WHAT TO DO:
In the text on COVID-19 and brain injury biomarkers, at which hospital were the 100 patients in the study recruited?

STUDY TEXT:
....

Central nervous system involvement and signs of brain injury have been described since the beginning of the SARS-CoV-2 pandemic. A previous study from the same group showed that hospitalized patients receiving oxygen therapy or ICU care often had signs of brain damage by measuring blood-based biomarkers of brain injury.

In addition, in recent months it has been increasingly evident that after the acute phase of COVID-19, many patients still suffer from persisting neurologic disabilities. This often includes lethargy, fatigue, or impaired cognitive function. This consequence is now termed post COVID condition.

The mechanism behind how COVID-19 causes persisting neurological symptoms is still not fully understood. In a follow-up study, the researchers aimed to investigate the longitudinal trajectories of the same plasma biomarkers in patients who have recovered from COVID-19, with and without persisting neurological symptoms.

Normalization of markers

The study presented in EBioMedicine recruited 100 COVID-19 patients from the Sahlgrenska University Hospital in Gothenburg, Sweden. The study population was divided into groups according to disease severity; mild, moderate, and severe COVID-19. Blood samples were collected at an interval of acute phase of the disease, 3- and 6-months post-infection. At the acute phase, patients who required hospitalization and were receiving oxygen therapy or mechanical ventilation showed an increase of NfL (neurofilament light chain protein), a biomarker that increases with neuronal injury, and GFAp (glial fibrillary acidic protein), a biomarker that indicates astrocytic injury or overactivation. At follow-up, all biomarkers returned to their normal baseline values.

In addition, at 3- and 6-months clinical follow-up, 50 patients out of the 100 recruited individuals reported one or more neurological symptoms, the most common symptoms were fatigue, “brain fog”, and cognitive impairment, such as memory loss and lack of concentration. Remarkably, there was no difference in the frequency of any symptoms among the disease severity groups.

....

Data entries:
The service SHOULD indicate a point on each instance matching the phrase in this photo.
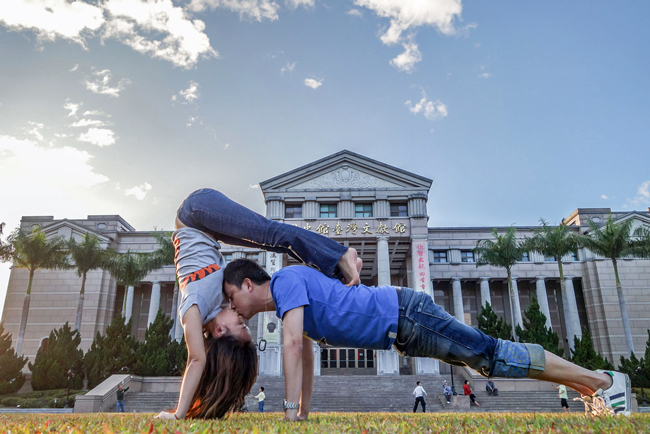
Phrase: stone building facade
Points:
(381, 211)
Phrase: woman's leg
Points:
(212, 212)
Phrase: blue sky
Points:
(516, 110)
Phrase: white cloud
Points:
(296, 3)
(154, 27)
(101, 83)
(406, 16)
(288, 67)
(98, 136)
(355, 13)
(52, 19)
(314, 84)
(87, 123)
(38, 172)
(406, 61)
(72, 107)
(139, 191)
(252, 9)
(36, 130)
(189, 94)
(432, 110)
(642, 197)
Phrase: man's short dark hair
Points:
(240, 269)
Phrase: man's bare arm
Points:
(193, 329)
(292, 354)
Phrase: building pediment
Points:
(346, 170)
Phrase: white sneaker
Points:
(617, 400)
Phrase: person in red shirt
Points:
(468, 391)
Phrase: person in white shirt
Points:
(419, 393)
(260, 400)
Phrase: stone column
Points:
(154, 304)
(516, 308)
(271, 359)
(387, 360)
(383, 261)
(422, 282)
(128, 304)
(178, 332)
(571, 317)
(459, 312)
(542, 299)
(485, 291)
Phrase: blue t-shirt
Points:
(357, 317)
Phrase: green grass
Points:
(364, 423)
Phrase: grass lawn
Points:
(365, 423)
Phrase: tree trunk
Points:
(80, 305)
(512, 303)
(23, 318)
(624, 317)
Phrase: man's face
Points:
(240, 298)
(229, 322)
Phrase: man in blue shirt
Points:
(314, 307)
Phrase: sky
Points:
(516, 110)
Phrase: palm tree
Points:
(87, 255)
(128, 269)
(164, 255)
(615, 241)
(505, 251)
(558, 242)
(33, 252)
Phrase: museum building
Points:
(381, 211)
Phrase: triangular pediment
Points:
(346, 170)
(67, 229)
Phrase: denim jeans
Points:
(427, 330)
(212, 212)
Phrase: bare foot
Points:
(350, 265)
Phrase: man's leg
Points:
(212, 212)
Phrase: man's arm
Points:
(193, 329)
(292, 355)
(307, 378)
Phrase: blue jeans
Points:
(210, 211)
(427, 330)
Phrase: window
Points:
(328, 211)
(363, 210)
(293, 212)
(466, 256)
(440, 256)
(398, 210)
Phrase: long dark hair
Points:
(229, 374)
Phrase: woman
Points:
(468, 391)
(226, 355)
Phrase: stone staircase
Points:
(364, 393)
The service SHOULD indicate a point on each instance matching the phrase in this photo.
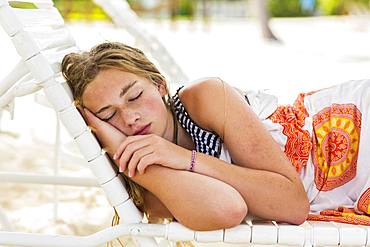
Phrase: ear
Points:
(162, 89)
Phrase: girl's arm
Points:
(199, 202)
(263, 175)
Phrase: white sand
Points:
(314, 53)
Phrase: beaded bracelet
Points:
(193, 153)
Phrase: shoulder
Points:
(204, 100)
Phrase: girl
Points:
(209, 154)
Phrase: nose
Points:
(130, 117)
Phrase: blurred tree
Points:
(290, 8)
(263, 16)
(333, 7)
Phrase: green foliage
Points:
(286, 8)
(80, 10)
(332, 7)
(186, 8)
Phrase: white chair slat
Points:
(102, 169)
(56, 94)
(39, 17)
(55, 38)
(29, 44)
(176, 231)
(264, 232)
(9, 21)
(88, 146)
(115, 191)
(291, 235)
(73, 121)
(325, 234)
(40, 68)
(239, 234)
(130, 22)
(135, 215)
(18, 91)
(19, 71)
(209, 236)
(38, 3)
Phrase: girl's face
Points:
(131, 103)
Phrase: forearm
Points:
(268, 195)
(197, 201)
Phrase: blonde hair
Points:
(80, 69)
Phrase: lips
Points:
(144, 130)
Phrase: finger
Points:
(129, 151)
(127, 142)
(136, 158)
(146, 161)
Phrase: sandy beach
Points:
(312, 53)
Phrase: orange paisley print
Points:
(298, 145)
(336, 139)
(364, 202)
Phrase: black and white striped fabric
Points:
(205, 142)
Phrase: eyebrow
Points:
(124, 90)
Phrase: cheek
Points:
(153, 107)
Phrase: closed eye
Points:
(136, 96)
(109, 118)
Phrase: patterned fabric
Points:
(205, 141)
(342, 215)
(292, 118)
(364, 202)
(335, 145)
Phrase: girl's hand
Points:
(140, 151)
(109, 137)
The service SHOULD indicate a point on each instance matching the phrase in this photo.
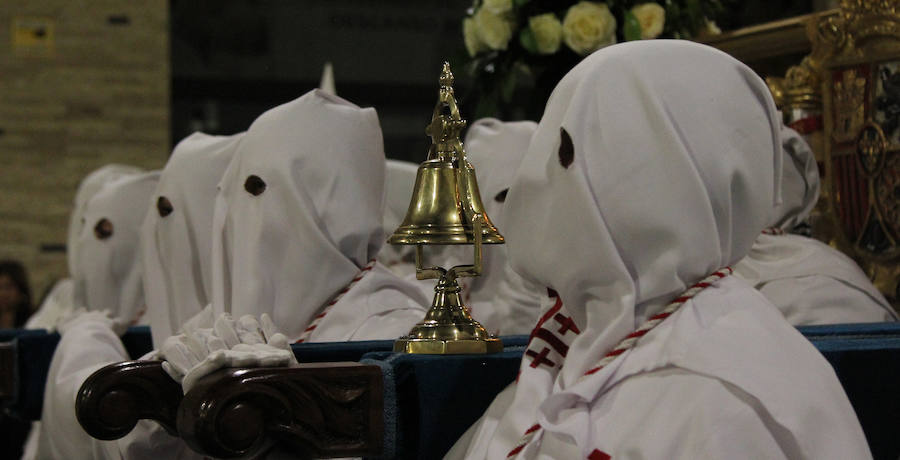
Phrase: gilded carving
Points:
(861, 69)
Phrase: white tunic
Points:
(299, 215)
(500, 299)
(107, 277)
(657, 163)
(810, 282)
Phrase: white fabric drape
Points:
(107, 277)
(108, 269)
(655, 164)
(299, 214)
(175, 236)
(500, 299)
(89, 186)
(810, 282)
(60, 301)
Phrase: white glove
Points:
(81, 316)
(201, 351)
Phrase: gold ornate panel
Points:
(860, 49)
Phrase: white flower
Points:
(495, 30)
(472, 38)
(547, 31)
(497, 6)
(589, 26)
(652, 19)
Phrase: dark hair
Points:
(16, 272)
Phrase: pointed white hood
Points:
(175, 237)
(299, 212)
(108, 269)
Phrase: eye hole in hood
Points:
(164, 206)
(254, 185)
(103, 229)
(566, 148)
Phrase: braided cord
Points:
(630, 340)
(315, 322)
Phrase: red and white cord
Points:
(315, 322)
(630, 340)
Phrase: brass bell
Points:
(446, 209)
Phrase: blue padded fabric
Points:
(869, 371)
(867, 330)
(323, 352)
(439, 396)
(436, 398)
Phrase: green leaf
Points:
(632, 27)
(508, 85)
(526, 38)
(487, 106)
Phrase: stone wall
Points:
(82, 84)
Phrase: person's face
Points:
(9, 293)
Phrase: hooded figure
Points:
(59, 302)
(652, 171)
(175, 239)
(108, 284)
(501, 300)
(810, 282)
(298, 221)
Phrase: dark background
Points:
(234, 59)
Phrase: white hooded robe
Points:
(656, 164)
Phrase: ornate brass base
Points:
(448, 328)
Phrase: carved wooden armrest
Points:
(113, 399)
(316, 410)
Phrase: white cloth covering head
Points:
(175, 237)
(648, 174)
(108, 271)
(299, 212)
(810, 282)
(799, 182)
(89, 186)
(326, 83)
(500, 299)
(655, 164)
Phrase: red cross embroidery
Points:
(566, 324)
(540, 358)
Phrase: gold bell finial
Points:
(445, 209)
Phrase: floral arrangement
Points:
(515, 43)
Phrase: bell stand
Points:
(448, 328)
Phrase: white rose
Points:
(547, 31)
(495, 30)
(651, 17)
(470, 35)
(589, 26)
(497, 6)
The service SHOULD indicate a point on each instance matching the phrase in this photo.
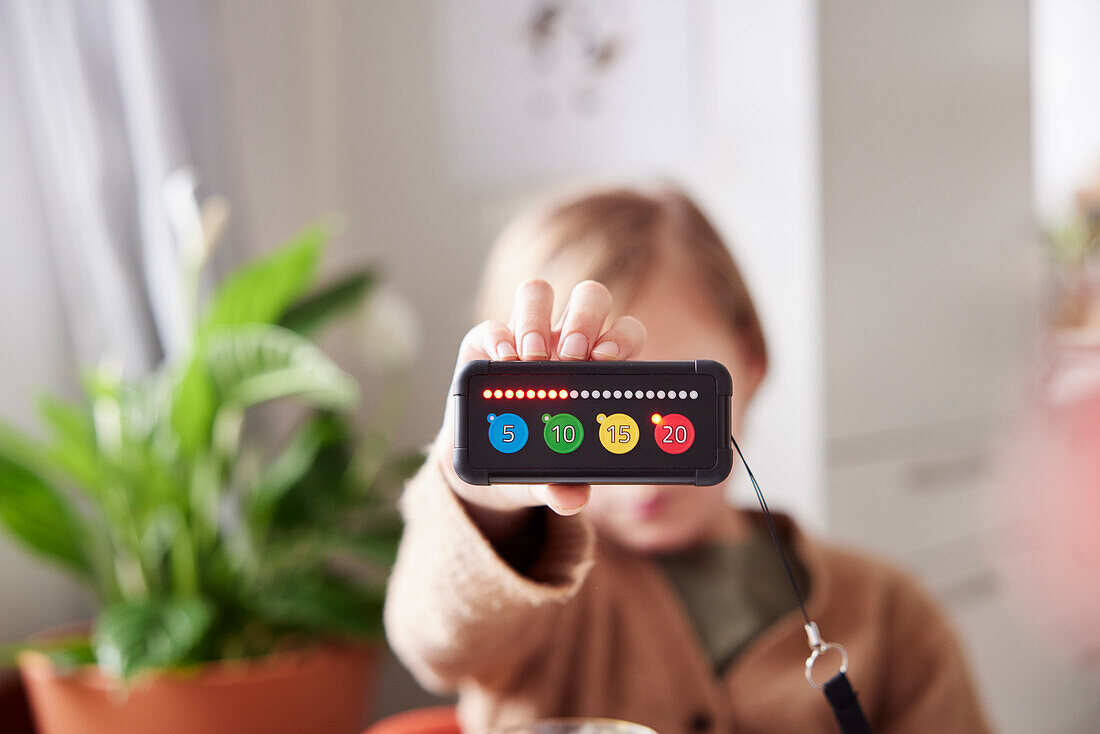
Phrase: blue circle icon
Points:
(507, 433)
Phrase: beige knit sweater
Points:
(593, 630)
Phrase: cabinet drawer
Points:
(901, 506)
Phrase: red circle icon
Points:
(673, 433)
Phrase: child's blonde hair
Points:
(620, 237)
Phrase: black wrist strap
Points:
(838, 692)
(842, 698)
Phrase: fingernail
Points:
(608, 349)
(535, 346)
(574, 346)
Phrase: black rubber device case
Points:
(689, 402)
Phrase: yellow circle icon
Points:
(618, 431)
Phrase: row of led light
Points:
(554, 394)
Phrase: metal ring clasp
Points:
(817, 653)
(820, 647)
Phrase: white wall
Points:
(1066, 101)
(35, 359)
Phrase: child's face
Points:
(681, 325)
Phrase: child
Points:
(657, 604)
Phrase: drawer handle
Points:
(931, 475)
(971, 589)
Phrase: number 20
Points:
(678, 436)
(624, 434)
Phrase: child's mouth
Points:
(651, 508)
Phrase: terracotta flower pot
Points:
(320, 690)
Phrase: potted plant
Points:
(239, 589)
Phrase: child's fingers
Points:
(587, 308)
(530, 318)
(487, 340)
(623, 340)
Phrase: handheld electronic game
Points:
(600, 423)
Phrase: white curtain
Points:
(103, 138)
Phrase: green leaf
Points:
(309, 314)
(194, 405)
(255, 363)
(293, 463)
(40, 516)
(261, 291)
(152, 633)
(73, 449)
(325, 604)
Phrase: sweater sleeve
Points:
(454, 609)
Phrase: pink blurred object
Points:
(1053, 566)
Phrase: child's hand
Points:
(528, 336)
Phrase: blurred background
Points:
(908, 188)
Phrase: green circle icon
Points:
(562, 433)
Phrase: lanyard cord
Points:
(838, 691)
(774, 534)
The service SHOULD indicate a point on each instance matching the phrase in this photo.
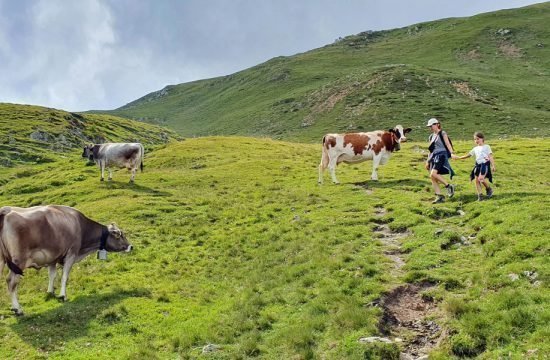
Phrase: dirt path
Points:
(407, 310)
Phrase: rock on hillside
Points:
(38, 134)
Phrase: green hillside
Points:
(33, 134)
(245, 256)
(489, 72)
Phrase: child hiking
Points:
(484, 165)
(441, 150)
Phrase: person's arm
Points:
(456, 157)
(492, 160)
(448, 143)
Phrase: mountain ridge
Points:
(491, 66)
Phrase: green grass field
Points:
(237, 246)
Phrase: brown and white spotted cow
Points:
(358, 147)
(44, 236)
(121, 155)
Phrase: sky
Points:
(79, 55)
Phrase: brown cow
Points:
(358, 147)
(43, 236)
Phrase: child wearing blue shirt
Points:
(484, 165)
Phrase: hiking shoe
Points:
(438, 199)
(450, 190)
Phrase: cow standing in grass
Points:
(358, 147)
(121, 155)
(44, 236)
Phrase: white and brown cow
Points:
(121, 155)
(44, 236)
(358, 147)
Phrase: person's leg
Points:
(488, 188)
(436, 179)
(478, 189)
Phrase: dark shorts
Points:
(482, 169)
(438, 162)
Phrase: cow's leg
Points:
(332, 168)
(375, 163)
(322, 166)
(52, 273)
(13, 281)
(102, 169)
(67, 265)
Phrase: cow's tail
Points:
(324, 160)
(4, 255)
(324, 155)
(3, 212)
(141, 157)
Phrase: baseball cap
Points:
(432, 121)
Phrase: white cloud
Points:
(101, 54)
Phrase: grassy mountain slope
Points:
(37, 134)
(488, 72)
(238, 247)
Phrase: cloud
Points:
(101, 54)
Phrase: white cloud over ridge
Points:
(102, 54)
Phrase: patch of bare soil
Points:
(392, 241)
(407, 316)
(510, 50)
(407, 313)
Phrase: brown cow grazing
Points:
(121, 155)
(43, 236)
(358, 147)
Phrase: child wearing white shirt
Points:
(484, 165)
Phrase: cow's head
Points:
(88, 152)
(116, 240)
(400, 133)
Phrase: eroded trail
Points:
(408, 311)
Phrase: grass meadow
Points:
(240, 254)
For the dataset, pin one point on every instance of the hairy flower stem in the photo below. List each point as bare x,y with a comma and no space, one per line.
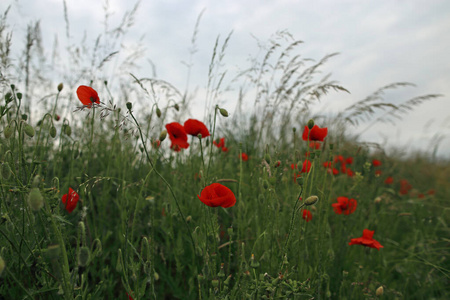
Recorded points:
164,180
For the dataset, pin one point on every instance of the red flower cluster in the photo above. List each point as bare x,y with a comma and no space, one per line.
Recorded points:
221,145
307,215
87,95
344,205
366,240
315,134
217,194
70,200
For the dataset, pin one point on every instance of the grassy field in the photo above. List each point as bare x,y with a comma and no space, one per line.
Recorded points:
107,192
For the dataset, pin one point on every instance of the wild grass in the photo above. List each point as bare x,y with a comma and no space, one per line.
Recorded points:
139,228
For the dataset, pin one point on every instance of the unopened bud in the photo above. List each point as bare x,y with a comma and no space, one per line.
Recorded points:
9,129
35,199
53,131
311,200
163,135
380,291
2,265
6,171
84,256
28,129
223,112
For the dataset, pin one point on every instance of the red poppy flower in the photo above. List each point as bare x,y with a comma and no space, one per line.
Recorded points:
316,133
306,166
389,180
376,163
70,200
307,215
195,127
220,144
177,136
87,95
217,194
366,240
344,205
315,145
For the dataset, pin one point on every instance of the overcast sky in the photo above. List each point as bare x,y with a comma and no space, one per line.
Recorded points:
380,42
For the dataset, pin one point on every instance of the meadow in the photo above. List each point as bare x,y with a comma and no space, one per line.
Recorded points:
112,189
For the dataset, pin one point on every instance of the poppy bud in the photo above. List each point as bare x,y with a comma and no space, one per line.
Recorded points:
227,281
2,265
83,256
254,263
215,283
28,129
8,97
53,131
67,130
163,135
223,112
35,199
9,129
379,292
311,200
6,171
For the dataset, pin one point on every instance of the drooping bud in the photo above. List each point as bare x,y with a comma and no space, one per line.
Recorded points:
9,129
163,135
6,171
311,200
2,265
223,112
380,291
28,129
53,131
35,199
84,256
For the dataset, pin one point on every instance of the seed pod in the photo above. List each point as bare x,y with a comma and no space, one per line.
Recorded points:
53,131
84,256
28,129
35,199
223,112
6,171
9,129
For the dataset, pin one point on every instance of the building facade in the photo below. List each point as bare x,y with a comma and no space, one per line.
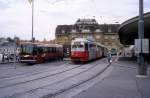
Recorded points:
105,34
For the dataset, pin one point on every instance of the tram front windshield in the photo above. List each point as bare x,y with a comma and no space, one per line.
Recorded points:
78,47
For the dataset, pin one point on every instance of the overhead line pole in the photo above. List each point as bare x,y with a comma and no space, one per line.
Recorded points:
142,67
32,20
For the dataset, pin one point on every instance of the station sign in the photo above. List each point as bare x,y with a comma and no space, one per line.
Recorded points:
141,46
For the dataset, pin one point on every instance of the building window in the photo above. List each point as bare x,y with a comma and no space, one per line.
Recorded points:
106,37
109,30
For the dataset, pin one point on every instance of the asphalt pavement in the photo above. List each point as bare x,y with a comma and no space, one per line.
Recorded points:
120,83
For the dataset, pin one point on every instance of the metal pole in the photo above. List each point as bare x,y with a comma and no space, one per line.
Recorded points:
142,66
32,20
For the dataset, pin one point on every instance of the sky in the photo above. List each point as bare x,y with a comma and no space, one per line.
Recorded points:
15,17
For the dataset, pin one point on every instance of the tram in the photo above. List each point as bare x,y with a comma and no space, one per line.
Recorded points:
84,50
34,53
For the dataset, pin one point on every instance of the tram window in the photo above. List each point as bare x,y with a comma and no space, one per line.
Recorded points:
53,49
40,50
80,46
49,49
74,46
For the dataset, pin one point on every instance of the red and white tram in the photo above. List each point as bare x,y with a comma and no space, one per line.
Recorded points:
33,53
83,50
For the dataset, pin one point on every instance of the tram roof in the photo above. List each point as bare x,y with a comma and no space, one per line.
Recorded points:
44,45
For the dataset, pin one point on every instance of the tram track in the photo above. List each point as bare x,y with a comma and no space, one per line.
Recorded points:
76,72
31,72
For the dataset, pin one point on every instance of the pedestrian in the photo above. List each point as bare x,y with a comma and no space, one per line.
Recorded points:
109,57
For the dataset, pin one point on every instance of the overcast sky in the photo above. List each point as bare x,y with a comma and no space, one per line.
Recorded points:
15,17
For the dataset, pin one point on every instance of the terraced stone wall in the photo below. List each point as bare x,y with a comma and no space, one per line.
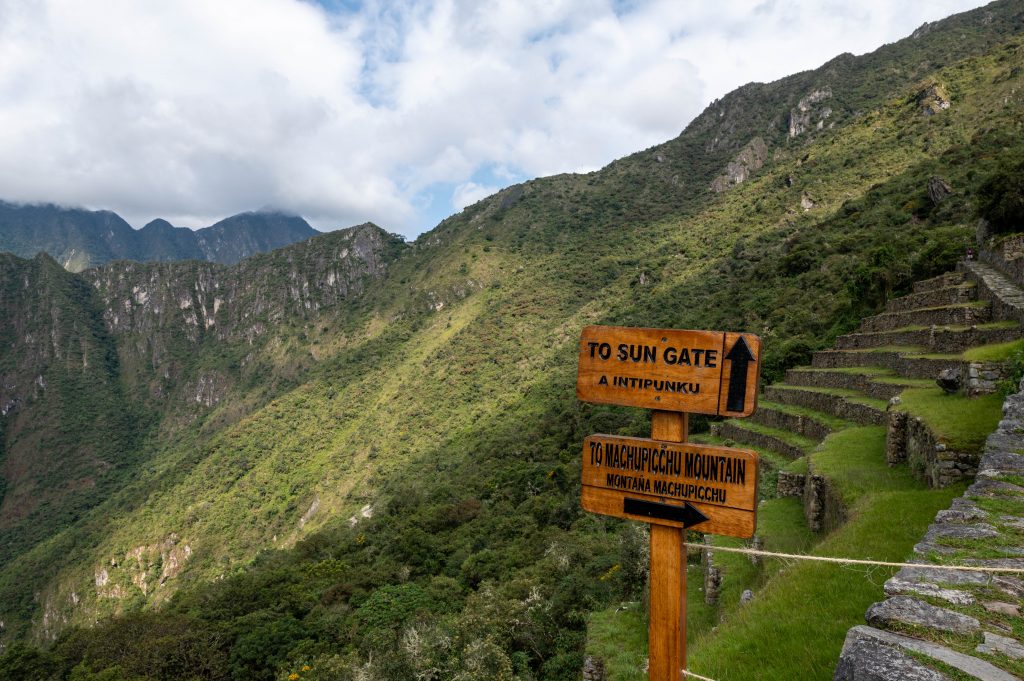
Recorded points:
909,439
965,620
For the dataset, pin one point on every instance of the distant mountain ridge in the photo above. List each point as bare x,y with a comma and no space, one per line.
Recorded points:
80,239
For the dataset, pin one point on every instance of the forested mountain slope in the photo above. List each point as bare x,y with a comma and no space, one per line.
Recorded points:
375,464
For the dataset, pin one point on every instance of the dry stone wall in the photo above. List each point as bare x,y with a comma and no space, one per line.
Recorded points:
909,439
961,620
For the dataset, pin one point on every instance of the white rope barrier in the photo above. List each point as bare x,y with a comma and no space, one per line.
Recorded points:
852,561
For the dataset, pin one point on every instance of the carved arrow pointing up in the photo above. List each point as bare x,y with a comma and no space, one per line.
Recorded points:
739,355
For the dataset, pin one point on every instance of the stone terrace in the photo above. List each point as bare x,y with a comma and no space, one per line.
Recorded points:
970,622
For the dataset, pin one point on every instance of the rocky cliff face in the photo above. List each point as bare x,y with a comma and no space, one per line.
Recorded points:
90,362
80,239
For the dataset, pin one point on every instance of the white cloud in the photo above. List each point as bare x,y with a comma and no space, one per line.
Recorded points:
469,193
195,110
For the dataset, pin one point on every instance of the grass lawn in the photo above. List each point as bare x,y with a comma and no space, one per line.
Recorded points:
961,422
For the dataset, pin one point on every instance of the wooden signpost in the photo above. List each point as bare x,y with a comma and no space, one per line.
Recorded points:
665,480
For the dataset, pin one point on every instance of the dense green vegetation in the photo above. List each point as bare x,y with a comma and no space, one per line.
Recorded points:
387,485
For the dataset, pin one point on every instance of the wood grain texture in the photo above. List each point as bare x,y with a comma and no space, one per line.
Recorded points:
667,630
664,369
667,634
725,521
717,475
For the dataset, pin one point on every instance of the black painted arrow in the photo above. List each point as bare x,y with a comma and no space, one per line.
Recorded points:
686,514
740,355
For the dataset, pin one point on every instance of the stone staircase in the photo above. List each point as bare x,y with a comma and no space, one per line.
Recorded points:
962,621
918,337
933,625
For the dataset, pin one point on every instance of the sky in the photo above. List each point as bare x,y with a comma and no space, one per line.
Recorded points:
399,112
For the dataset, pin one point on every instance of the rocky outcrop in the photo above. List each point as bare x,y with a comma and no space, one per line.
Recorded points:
750,159
810,112
938,189
932,98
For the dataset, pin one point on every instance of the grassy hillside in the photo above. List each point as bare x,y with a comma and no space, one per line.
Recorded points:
401,498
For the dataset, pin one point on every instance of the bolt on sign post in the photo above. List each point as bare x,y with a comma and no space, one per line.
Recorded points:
665,480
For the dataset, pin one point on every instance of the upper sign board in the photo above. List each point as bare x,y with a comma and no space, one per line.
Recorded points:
699,372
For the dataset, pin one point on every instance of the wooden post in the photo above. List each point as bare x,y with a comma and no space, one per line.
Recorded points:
667,635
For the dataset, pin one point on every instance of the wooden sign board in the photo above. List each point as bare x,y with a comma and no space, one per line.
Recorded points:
672,483
702,372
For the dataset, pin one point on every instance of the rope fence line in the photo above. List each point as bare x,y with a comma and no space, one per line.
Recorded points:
691,675
852,561
843,561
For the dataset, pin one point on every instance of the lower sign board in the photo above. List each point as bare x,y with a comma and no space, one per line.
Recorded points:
681,484
701,372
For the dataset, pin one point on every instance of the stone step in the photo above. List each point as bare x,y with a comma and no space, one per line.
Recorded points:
841,403
744,433
962,314
862,658
872,382
946,339
903,363
952,295
1005,297
803,421
941,282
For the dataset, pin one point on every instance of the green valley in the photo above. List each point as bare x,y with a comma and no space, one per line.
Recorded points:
358,458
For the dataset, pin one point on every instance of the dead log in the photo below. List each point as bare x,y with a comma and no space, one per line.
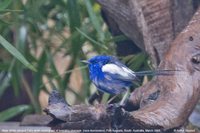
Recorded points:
151,24
165,103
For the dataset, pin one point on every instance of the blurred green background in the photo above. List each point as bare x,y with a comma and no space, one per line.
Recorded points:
42,44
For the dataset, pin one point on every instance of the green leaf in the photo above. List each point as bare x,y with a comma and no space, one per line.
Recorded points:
16,53
13,111
74,14
4,4
95,20
5,80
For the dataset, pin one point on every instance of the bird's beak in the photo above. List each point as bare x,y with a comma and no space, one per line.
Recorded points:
85,61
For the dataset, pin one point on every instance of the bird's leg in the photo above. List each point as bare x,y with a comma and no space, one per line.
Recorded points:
95,96
122,102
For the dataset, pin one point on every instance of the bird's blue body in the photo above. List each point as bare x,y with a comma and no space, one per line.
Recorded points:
109,74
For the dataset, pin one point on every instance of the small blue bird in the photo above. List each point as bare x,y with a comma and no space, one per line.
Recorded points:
111,76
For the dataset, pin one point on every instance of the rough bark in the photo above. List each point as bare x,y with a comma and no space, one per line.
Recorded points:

....

ANSWER FOR THIS EXERCISE:
The Sahlgrenska University Hospital in Gothenburg, Sweden.